* _Recorded data_:
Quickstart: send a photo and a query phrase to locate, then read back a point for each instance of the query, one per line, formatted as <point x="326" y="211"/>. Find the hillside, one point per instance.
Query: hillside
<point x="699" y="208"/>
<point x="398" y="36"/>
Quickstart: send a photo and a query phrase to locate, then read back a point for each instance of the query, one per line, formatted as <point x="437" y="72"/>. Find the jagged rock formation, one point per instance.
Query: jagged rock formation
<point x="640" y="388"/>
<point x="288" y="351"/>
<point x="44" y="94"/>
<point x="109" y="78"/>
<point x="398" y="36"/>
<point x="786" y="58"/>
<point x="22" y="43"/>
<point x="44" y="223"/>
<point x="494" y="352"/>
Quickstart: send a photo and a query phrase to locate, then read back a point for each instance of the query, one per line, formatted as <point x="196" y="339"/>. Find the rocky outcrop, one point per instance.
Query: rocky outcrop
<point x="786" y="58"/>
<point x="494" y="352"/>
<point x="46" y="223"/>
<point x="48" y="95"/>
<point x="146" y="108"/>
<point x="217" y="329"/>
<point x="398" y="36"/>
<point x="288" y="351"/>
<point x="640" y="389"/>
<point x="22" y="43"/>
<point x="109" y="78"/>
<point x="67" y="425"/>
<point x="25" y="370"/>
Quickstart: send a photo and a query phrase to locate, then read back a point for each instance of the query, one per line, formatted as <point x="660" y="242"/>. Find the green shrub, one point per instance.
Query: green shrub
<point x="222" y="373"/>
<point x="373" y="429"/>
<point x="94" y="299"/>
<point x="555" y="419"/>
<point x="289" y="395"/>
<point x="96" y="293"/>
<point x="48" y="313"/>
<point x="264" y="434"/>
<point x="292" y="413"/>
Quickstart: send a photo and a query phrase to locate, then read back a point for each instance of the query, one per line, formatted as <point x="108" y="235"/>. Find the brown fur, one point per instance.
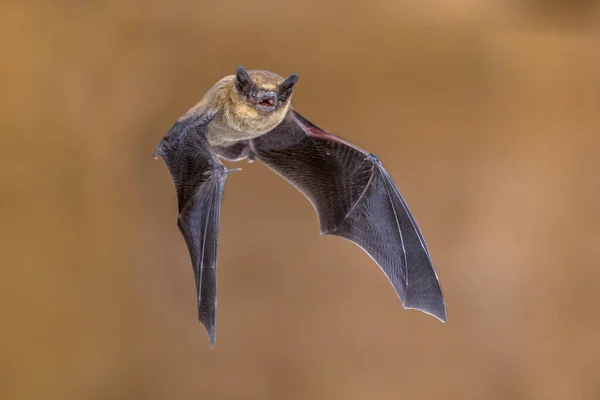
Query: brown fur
<point x="236" y="119"/>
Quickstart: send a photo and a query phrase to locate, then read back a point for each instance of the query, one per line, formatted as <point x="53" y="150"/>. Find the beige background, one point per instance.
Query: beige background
<point x="486" y="113"/>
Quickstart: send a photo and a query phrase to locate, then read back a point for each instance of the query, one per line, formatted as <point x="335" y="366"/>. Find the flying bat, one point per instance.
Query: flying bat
<point x="249" y="115"/>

* _Task brief_:
The line containing "bat, one point per instance." begins the span, and the last line of the records above ends it. Return that span exactly, and nothing outside it.

* _Your solution_:
Quickstart: send a photo and a query phrase to locate, then read back a point for each instance of the query, one per line, formatted as <point x="335" y="366"/>. Find the flying bat, one point per instance.
Query: flying bat
<point x="249" y="115"/>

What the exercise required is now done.